● THE TASK
Count the lines in the entries below that contain the word "foliage", and give only that number.

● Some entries
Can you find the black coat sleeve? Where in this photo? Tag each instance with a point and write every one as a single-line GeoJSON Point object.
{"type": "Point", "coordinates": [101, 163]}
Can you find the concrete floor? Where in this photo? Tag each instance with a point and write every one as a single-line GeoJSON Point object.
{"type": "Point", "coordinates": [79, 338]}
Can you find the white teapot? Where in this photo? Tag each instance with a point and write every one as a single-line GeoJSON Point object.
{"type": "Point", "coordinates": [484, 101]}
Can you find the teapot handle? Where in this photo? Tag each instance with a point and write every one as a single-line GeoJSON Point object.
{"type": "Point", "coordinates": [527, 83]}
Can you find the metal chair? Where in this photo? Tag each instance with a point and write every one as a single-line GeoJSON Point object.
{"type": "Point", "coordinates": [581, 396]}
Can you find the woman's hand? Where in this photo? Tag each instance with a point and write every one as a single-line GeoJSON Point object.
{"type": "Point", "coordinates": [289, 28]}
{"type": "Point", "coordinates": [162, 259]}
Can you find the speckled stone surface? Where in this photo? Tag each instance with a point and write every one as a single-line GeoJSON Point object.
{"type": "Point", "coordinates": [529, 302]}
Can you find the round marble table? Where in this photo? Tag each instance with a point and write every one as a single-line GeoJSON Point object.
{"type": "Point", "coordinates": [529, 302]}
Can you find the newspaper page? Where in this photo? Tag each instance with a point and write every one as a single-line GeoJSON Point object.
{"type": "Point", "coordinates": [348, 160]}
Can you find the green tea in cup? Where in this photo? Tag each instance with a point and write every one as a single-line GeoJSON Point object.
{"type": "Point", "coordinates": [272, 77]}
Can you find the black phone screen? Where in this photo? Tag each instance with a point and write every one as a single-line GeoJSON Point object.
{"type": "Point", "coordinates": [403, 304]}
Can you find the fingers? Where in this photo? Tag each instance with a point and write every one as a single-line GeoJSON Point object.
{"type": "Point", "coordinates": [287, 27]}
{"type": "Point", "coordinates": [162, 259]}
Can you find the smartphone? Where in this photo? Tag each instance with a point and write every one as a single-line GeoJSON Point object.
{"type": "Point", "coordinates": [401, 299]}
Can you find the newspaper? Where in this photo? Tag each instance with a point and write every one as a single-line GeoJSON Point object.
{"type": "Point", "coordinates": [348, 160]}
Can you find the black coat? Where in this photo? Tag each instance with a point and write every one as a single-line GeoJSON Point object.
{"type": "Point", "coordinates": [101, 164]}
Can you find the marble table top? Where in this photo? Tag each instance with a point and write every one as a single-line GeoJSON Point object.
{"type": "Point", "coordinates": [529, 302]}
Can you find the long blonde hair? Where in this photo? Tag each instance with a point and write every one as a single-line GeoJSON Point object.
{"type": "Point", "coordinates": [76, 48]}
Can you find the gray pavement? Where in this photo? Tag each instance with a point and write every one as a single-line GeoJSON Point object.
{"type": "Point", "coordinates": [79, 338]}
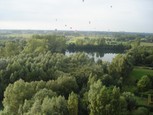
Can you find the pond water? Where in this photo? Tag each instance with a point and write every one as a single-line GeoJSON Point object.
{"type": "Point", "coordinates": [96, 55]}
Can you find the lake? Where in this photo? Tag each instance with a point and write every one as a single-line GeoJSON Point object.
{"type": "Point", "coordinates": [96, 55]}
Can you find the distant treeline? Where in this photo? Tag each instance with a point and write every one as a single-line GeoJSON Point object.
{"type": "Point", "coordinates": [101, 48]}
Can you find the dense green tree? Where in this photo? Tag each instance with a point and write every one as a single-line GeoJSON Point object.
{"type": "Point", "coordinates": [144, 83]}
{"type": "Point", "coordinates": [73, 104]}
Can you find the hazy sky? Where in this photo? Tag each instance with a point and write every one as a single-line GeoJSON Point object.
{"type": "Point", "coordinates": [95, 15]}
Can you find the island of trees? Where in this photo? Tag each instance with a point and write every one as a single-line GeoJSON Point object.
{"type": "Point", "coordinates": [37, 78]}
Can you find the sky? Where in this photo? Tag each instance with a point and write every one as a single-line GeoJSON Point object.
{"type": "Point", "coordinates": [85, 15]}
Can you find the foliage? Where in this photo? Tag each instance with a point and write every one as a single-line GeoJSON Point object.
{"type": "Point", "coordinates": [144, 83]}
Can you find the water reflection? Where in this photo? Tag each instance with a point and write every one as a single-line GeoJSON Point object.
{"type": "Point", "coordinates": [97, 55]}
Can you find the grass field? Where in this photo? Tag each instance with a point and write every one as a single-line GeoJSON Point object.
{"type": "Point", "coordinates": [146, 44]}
...
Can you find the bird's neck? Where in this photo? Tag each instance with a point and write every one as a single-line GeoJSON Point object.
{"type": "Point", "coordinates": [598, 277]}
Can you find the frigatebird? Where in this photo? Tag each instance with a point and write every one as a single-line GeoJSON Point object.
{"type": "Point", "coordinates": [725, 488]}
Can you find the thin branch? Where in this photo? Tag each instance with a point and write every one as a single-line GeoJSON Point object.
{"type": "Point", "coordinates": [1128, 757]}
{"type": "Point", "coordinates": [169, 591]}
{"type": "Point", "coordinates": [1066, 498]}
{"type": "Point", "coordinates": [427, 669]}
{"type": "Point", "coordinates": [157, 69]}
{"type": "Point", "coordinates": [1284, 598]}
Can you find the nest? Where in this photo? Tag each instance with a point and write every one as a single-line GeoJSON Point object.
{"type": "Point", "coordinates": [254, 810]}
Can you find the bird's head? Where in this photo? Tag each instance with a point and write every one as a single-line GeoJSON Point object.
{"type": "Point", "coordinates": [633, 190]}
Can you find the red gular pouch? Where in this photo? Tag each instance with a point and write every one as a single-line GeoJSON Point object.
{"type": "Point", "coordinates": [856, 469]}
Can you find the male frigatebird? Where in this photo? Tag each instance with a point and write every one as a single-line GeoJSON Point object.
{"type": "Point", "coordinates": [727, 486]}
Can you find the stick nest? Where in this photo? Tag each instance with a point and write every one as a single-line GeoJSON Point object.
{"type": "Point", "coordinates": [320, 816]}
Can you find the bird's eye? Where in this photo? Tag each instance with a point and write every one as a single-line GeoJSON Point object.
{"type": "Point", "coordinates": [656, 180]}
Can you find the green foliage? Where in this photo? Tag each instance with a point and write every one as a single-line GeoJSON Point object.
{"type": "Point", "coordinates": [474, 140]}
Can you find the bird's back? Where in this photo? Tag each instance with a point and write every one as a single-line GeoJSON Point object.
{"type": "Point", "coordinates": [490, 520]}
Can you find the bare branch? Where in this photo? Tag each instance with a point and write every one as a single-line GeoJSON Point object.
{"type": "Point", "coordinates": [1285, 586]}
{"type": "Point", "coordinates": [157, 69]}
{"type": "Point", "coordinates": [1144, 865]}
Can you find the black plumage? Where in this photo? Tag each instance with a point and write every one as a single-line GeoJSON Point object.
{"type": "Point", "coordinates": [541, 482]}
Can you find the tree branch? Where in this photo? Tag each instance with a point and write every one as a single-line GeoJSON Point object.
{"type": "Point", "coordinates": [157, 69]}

● TASK RESULT
2